┏━━

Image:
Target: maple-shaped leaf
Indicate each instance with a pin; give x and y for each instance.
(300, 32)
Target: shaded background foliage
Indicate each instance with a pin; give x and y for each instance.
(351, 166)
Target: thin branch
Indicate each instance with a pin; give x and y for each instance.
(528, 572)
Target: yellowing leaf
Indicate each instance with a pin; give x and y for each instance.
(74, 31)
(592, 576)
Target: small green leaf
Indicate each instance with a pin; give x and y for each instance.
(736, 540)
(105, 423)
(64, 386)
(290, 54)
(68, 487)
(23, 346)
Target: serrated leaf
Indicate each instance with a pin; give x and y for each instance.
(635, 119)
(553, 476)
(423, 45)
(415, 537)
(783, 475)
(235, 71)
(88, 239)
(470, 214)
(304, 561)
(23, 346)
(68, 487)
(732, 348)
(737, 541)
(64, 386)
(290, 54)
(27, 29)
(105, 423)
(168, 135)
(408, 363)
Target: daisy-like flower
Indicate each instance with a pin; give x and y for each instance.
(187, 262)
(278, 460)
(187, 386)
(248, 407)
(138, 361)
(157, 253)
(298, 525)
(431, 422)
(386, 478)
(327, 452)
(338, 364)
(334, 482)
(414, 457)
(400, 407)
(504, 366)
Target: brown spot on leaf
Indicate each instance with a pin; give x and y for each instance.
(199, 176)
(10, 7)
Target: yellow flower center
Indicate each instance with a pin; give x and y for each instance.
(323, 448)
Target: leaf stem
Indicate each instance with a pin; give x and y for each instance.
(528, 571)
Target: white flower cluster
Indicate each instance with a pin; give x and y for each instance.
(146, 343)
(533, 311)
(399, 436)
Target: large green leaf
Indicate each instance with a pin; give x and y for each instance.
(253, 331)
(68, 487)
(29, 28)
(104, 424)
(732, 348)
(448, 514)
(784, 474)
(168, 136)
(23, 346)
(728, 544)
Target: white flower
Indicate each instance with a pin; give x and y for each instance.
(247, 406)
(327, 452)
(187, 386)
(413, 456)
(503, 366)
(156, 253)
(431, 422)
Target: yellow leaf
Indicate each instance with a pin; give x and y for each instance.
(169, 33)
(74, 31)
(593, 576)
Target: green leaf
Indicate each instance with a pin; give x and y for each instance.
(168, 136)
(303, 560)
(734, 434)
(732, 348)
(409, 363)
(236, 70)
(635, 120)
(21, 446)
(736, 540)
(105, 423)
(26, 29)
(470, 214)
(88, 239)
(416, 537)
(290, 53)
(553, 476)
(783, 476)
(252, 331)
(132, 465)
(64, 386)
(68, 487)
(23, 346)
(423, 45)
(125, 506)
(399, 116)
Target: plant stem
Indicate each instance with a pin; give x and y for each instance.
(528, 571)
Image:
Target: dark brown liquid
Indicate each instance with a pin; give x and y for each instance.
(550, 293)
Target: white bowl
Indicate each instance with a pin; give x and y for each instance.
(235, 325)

┗━━

▸ Work to complete
Give all the rows above again, switching every "pin" to "marker" and leaving everything else unchanged.

▸ Solution for this task
Image:
Target: maple-shaped leaf
Indicate each instance with a marker; give x and y for each instance.
(300, 32)
Target: shaded background foliage
Indicate each instance with a marker; give x and y for each instance.
(351, 166)
Target: thin branch
Indicate each instance with a marker; give x and y for each instance.
(528, 572)
Target: yellowing leaf
Indicate each instance with a marker; give x and y for each instance.
(74, 31)
(592, 576)
Target: small green leaf
Indicate each instance with a marker; give x and y for each instance.
(736, 540)
(105, 423)
(64, 386)
(290, 54)
(68, 487)
(23, 346)
Target: serrated leaf
Indicate each instance with a marker; give x and y for each instance.
(635, 119)
(553, 476)
(423, 45)
(415, 537)
(783, 475)
(235, 71)
(88, 239)
(470, 214)
(304, 561)
(23, 346)
(68, 487)
(732, 348)
(737, 541)
(64, 386)
(290, 54)
(27, 29)
(105, 423)
(168, 135)
(408, 363)
Target: daisy-like flower
Indicate each instance with a marker; give x and y for each instance.
(187, 262)
(278, 460)
(187, 386)
(248, 407)
(138, 361)
(157, 253)
(298, 525)
(431, 422)
(386, 478)
(327, 452)
(338, 364)
(334, 482)
(414, 457)
(400, 407)
(504, 366)
Target: brown spot on leaf
Indicate each instance with a marker; give x and y for each instance.
(199, 176)
(10, 7)
Target: yellow flower center
Indicate each instance with a marker; give x and y for each instance.
(323, 448)
Target: leaf stem
Indicate each instance with a marker; give x and y for each instance.
(528, 571)
Target: white flower cluster
Indicate each instance with a marker; give x and y for each instance.
(146, 343)
(533, 311)
(399, 436)
Target: large green leaf
Indicate each instance with a marker; give x and y for each instance.
(253, 331)
(68, 487)
(29, 28)
(104, 424)
(732, 348)
(448, 514)
(784, 474)
(168, 136)
(23, 346)
(728, 544)
Target: white flower
Indicate each instance with a marker; give x and y for each instance.
(247, 406)
(327, 452)
(187, 386)
(413, 456)
(503, 366)
(156, 253)
(431, 422)
Target: yellow leaf
Indicate each instance with a marker; give x and y for each instance.
(169, 33)
(74, 31)
(593, 576)
Target: green leaf
Indicate each instance with a marker; give x and y for each instance.
(168, 136)
(303, 560)
(734, 434)
(732, 348)
(409, 363)
(236, 70)
(635, 120)
(21, 446)
(736, 540)
(105, 423)
(26, 29)
(470, 214)
(88, 239)
(416, 537)
(290, 53)
(553, 476)
(783, 476)
(252, 331)
(132, 465)
(64, 386)
(68, 487)
(23, 346)
(423, 45)
(125, 506)
(399, 116)
Target: plant stem
Indicate each instance with a marker; give x and y for each instance.
(528, 571)
Image:
Target: dark brown liquid
Indicate each instance with a marker; give x and y for each instance.
(550, 293)
Target: white bowl
Indicate each instance with a marker; give x and y for each instance.
(235, 325)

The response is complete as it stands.